## Start

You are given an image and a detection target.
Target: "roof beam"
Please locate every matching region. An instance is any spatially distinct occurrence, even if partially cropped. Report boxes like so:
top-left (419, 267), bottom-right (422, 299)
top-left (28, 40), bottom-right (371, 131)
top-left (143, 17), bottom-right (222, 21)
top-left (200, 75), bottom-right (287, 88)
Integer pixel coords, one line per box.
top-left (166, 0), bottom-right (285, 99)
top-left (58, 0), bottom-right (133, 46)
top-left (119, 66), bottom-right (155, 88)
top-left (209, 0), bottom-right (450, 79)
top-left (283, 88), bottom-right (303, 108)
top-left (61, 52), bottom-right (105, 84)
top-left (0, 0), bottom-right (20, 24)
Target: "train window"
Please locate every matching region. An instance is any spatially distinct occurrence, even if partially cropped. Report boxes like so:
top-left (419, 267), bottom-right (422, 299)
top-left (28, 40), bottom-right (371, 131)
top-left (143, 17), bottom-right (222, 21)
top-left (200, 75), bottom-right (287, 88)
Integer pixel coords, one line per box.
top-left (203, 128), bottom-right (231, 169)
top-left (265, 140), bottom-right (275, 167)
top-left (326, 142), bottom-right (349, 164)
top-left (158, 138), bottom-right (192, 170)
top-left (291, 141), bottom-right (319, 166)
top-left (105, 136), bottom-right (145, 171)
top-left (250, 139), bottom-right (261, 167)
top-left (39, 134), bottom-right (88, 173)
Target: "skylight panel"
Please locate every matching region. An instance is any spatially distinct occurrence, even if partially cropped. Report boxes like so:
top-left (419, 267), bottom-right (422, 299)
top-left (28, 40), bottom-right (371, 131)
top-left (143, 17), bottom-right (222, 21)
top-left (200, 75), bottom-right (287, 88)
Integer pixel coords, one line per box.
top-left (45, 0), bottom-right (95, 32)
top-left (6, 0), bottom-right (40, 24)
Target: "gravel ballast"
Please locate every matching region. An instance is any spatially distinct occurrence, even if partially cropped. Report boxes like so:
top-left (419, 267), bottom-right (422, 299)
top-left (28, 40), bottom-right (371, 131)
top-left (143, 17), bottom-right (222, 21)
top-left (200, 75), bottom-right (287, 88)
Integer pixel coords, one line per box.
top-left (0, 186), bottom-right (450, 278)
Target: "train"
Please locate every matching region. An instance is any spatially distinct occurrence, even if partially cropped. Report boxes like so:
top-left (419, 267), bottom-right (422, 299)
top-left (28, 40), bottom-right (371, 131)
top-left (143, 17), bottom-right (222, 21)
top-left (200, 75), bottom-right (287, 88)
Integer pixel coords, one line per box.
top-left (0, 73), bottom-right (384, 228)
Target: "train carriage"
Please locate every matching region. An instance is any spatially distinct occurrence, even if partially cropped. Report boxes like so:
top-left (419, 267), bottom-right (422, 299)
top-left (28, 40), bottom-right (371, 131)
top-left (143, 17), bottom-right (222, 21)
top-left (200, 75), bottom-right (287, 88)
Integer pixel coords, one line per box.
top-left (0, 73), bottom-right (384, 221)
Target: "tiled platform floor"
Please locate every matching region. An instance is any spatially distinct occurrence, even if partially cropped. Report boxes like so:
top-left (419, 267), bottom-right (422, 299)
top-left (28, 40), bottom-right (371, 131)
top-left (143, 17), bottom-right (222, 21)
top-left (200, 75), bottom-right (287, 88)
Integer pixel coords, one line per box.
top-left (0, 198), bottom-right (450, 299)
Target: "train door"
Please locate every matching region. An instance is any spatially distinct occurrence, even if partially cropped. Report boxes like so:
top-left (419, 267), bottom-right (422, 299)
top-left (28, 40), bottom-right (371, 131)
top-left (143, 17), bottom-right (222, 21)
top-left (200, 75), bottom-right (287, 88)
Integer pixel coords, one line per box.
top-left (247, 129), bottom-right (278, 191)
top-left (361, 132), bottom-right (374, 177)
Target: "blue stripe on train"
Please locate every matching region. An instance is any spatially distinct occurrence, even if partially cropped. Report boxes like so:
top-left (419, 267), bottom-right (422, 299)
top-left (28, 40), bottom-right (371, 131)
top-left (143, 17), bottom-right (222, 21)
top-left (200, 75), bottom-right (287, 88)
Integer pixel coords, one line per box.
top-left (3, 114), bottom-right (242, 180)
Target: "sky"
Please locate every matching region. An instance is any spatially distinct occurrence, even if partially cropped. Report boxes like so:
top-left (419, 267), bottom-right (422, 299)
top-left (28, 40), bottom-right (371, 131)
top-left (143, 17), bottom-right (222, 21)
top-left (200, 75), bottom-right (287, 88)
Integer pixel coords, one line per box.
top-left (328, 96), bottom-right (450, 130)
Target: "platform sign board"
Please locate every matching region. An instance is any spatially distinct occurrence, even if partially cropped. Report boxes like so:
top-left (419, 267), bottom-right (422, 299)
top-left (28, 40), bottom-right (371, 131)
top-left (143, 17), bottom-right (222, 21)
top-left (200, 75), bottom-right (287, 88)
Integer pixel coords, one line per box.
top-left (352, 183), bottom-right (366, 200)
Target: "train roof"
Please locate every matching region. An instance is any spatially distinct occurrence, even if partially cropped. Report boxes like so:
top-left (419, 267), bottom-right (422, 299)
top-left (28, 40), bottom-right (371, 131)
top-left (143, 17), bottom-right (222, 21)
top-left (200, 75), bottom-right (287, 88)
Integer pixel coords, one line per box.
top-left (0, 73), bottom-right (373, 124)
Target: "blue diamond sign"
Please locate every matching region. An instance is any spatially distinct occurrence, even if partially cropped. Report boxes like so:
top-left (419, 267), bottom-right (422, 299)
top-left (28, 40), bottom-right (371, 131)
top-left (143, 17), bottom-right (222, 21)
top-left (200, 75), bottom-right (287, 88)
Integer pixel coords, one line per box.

## End

Swap "Integer pixel coords" for "Whole-number pixel coordinates" in each of the rows above, leaving the rest of every line unchanged.

▶ **Answer to this problem**
You are given an image and a detection target.
Target: "roof beam"
Please locate every matching region. An instance is any spatially distinct occurrence, even if partially cropped. Report boxes like so:
top-left (419, 267), bottom-right (422, 299)
top-left (28, 40), bottom-right (371, 131)
top-left (143, 17), bottom-right (222, 21)
top-left (200, 75), bottom-right (287, 88)
Whole-number pixel coordinates, one line per box.
top-left (166, 0), bottom-right (285, 99)
top-left (58, 0), bottom-right (133, 46)
top-left (119, 66), bottom-right (155, 88)
top-left (209, 0), bottom-right (450, 79)
top-left (283, 88), bottom-right (303, 108)
top-left (61, 52), bottom-right (105, 84)
top-left (0, 0), bottom-right (20, 24)
Target: "train window"
Please locate every matching region. An instance is any spatially distinct occurrence, even if partially cropped. Report boxes like so:
top-left (419, 267), bottom-right (422, 299)
top-left (28, 40), bottom-right (371, 131)
top-left (143, 17), bottom-right (222, 21)
top-left (200, 75), bottom-right (287, 88)
Whole-number pixel coordinates, one line per box.
top-left (203, 128), bottom-right (231, 169)
top-left (265, 140), bottom-right (275, 167)
top-left (326, 142), bottom-right (349, 164)
top-left (158, 138), bottom-right (192, 170)
top-left (291, 141), bottom-right (319, 166)
top-left (105, 136), bottom-right (145, 171)
top-left (250, 139), bottom-right (261, 167)
top-left (39, 134), bottom-right (88, 173)
Target: "skylight panel"
Please locate every matching region. An instance is any spatially distinct occurrence, even if partially cropped. Report boxes like so:
top-left (419, 267), bottom-right (422, 299)
top-left (28, 40), bottom-right (371, 131)
top-left (143, 17), bottom-right (222, 21)
top-left (200, 75), bottom-right (287, 88)
Whole-number pixel coordinates, one line per box.
top-left (45, 0), bottom-right (95, 32)
top-left (6, 0), bottom-right (40, 24)
Target: "gravel ballast"
Please locate every matching region. An instance is any spatially distinct occurrence, even if partially cropped. Report boxes like so:
top-left (419, 267), bottom-right (422, 299)
top-left (28, 40), bottom-right (371, 131)
top-left (143, 17), bottom-right (222, 21)
top-left (200, 75), bottom-right (287, 88)
Whole-number pixel coordinates, one line per box.
top-left (0, 186), bottom-right (450, 278)
Target: "train"
Please locate every matching region. An instance is any spatially distinct occurrence, even if partially cropped. Report boxes like so:
top-left (419, 267), bottom-right (422, 299)
top-left (28, 40), bottom-right (371, 131)
top-left (143, 17), bottom-right (222, 21)
top-left (200, 75), bottom-right (287, 88)
Whole-number pixel coordinates, one line per box.
top-left (0, 73), bottom-right (384, 228)
Target: "train carriage"
Please locate every matching region. An instance is any spatially distinct occurrence, even if partially cropped. Report boxes like so:
top-left (419, 267), bottom-right (422, 299)
top-left (28, 40), bottom-right (371, 131)
top-left (143, 17), bottom-right (222, 21)
top-left (200, 75), bottom-right (287, 88)
Whole-number pixel coordinates, one line per box.
top-left (0, 73), bottom-right (384, 221)
Target: "tiled platform floor"
Please locate every matching region. An instance is any spatially distinct occurrence, even if partially cropped. Report boxes like so:
top-left (419, 267), bottom-right (422, 299)
top-left (28, 40), bottom-right (371, 131)
top-left (143, 17), bottom-right (222, 21)
top-left (200, 75), bottom-right (287, 88)
Whole-number pixel coordinates, one line per box.
top-left (0, 198), bottom-right (450, 299)
Target: "train door"
Please locate every matching region. An instance is any spatially distinct occurrence, even if partially cropped. Report boxes like so:
top-left (419, 267), bottom-right (422, 299)
top-left (28, 40), bottom-right (371, 131)
top-left (143, 17), bottom-right (222, 21)
top-left (200, 75), bottom-right (287, 88)
Whole-number pixel coordinates, one line per box.
top-left (247, 129), bottom-right (278, 191)
top-left (361, 132), bottom-right (374, 177)
Target: "blue stripe on train"
Please locate every matching region. An instance is any spatially distinct occurrence, even if partially cropped. Report boxes like so:
top-left (419, 267), bottom-right (422, 299)
top-left (28, 40), bottom-right (371, 131)
top-left (143, 17), bottom-right (222, 21)
top-left (200, 75), bottom-right (287, 88)
Whole-number pixel coordinates, one line per box.
top-left (3, 114), bottom-right (242, 180)
Target: "sky"
Please locate every matching region. An instance is any spatially distinct occurrence, even if partially cropped. Report boxes like so:
top-left (419, 267), bottom-right (422, 299)
top-left (28, 40), bottom-right (371, 131)
top-left (143, 17), bottom-right (222, 21)
top-left (200, 75), bottom-right (287, 88)
Whole-number pixel coordinates, one line per box.
top-left (328, 96), bottom-right (450, 130)
Target: "platform sign board"
Please locate every matching region. An instance is any spatially distinct occurrence, even if partially cropped. Report boxes like so:
top-left (419, 267), bottom-right (422, 299)
top-left (28, 40), bottom-right (371, 131)
top-left (143, 17), bottom-right (222, 21)
top-left (200, 75), bottom-right (287, 88)
Whole-number pixel coordinates, one line per box.
top-left (352, 183), bottom-right (366, 200)
Target: "train roof"
Please locate every matching region. An instance is any spatially distinct occurrence, even if partially cropped. Report boxes like so:
top-left (419, 267), bottom-right (422, 299)
top-left (28, 40), bottom-right (371, 131)
top-left (143, 17), bottom-right (222, 21)
top-left (200, 75), bottom-right (287, 88)
Whole-number pixel coordinates, one line per box.
top-left (0, 73), bottom-right (373, 124)
Target: "blue diamond sign"
Please locate every matching region. An instance is any spatially distinct occurrence, even if partially cropped. Report boxes like so:
top-left (419, 267), bottom-right (422, 299)
top-left (28, 40), bottom-right (371, 131)
top-left (143, 17), bottom-right (222, 21)
top-left (200, 75), bottom-right (287, 88)
Whole-number pixel coordinates, one line per box.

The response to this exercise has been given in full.